### Activity
Write out all of the records, keeping each one exactly as written.

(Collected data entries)
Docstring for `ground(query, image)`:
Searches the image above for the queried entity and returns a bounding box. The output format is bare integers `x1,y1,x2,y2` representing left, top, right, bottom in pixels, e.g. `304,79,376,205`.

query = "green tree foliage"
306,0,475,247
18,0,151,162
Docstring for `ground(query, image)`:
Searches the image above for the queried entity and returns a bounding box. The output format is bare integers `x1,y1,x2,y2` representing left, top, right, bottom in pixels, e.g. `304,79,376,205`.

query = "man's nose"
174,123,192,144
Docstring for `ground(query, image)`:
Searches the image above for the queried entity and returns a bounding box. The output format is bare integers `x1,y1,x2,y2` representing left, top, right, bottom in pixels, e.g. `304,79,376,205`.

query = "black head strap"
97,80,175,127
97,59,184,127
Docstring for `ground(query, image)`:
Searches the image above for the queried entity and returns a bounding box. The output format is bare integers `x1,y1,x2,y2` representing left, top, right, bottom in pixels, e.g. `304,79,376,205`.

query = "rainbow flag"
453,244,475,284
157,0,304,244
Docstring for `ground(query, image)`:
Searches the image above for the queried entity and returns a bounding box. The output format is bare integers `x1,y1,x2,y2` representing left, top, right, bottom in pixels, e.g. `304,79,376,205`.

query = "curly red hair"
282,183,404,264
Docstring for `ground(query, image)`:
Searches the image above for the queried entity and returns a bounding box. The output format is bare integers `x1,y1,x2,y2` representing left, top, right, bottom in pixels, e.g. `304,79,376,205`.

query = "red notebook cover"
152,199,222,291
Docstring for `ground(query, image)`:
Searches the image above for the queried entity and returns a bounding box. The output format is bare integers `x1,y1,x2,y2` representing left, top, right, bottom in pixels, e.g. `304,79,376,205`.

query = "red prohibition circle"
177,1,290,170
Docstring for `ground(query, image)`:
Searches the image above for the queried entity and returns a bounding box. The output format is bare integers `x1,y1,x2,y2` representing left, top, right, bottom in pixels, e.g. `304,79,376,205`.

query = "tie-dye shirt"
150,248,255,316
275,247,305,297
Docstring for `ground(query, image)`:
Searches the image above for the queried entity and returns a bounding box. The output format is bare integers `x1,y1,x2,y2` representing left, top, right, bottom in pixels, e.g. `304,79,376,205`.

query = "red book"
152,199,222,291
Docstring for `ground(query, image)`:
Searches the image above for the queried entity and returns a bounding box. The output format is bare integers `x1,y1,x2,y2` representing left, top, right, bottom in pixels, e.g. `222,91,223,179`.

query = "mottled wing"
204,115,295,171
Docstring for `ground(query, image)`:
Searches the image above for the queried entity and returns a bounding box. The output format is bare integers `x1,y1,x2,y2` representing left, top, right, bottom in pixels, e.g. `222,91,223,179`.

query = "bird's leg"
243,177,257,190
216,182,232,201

### Solution to the exercise
Docstring for `ground(query, image)`:
Searches the image above for the queried entity and returns a bounding box. The output format is bare integers `x1,y1,x2,y2` representing left, top, right, bottom in pixels, e.g. `304,79,376,205`.

query = "green tree foliage"
306,0,475,247
18,0,151,162
Docstring for `ground(query, image)`:
Searches the image above for the queried entity and returns a bounding box. The output format is bare integers `x1,y1,x2,y2` representing left, top, right, bottom in pixels, e.g. `304,79,376,205`.

query = "man's nose"
174,123,192,144
Docstring for `ground(query, image)`:
Searches the image above for the queried entity and returns a bounding box. The output format is bare integers `x1,y1,x2,y2` representing left, top, right, bottom in pixels, e.g. `304,79,376,205`.

query = "black head strap"
97,80,175,127
97,59,184,127
Docstring for `ground(query, image)`:
Searches the image above for the queried entity and returns a bounding box. The output format is bare integers `x1,y1,x2,y2` representing left, top, right, bottom in pixels, e.g. `304,79,376,205`.

query = "rainbow flag"
453,244,475,284
157,0,304,244
Docstring for `ground(query, image)`:
Searches the image above for the queried entity and returns a bounding box. The output format is bare integers `x1,y1,x2,y2` representing left, top, right, bottom in pixels, e.g. `304,79,376,205`.

query = "curly red hair"
282,183,404,264
Docstring for `ground(query, image)`:
Searches the image above for the queried entity and returns a bounding box. The output format is bare integers `x1,y1,x2,y2` representing left, top, right, bottom in pixels, e.g. `304,79,376,205`.

query = "red notebook cover"
152,199,222,291
Docstring for `ground(query, image)`:
Searches the image above for the queried entity and returns a bounding box. The output format is bare integers `x1,y1,x2,y2` representing left, top, right, bottom in pixels, e.g. `304,79,376,205`.

query = "red prohibition circle"
177,1,290,170
Docstring for `ground(query, image)`:
Searches the image above for the queried entity and returns a bounding box. The output format is bare integers `x1,y1,x2,y2` representing left, top, right, bottom in pixels, e.g. `304,79,376,205`.

query = "tie-dye shirt"
150,248,255,316
275,247,305,297
Docstring for `ground(query, image)`:
Searches the image above for the queried entity and returns a bounding box. The output format is bare integers `x1,y1,x2,y2` representing left, top, right, bottom in pixels, e.g. `304,79,376,205`.

query = "red book"
152,199,222,291
Docstring for `ground(query, image)`:
Searches the image above for the queried entity and returns a bounding box. The output format is bare integers `x1,y1,x2,y2` representing left, top, right, bottom in pixels, e.g. `222,91,223,179`.

query = "mottled wing"
204,115,295,171
Docstring for `ground(query, image)`:
Searches the image above for the queried entity and returns a bounding box. The output format is bare integers `x1,y1,x2,y2` representing left, top, right, bottom in pixels, e.g. `222,91,223,179`.

query = "bird's leg"
243,177,257,190
216,182,232,201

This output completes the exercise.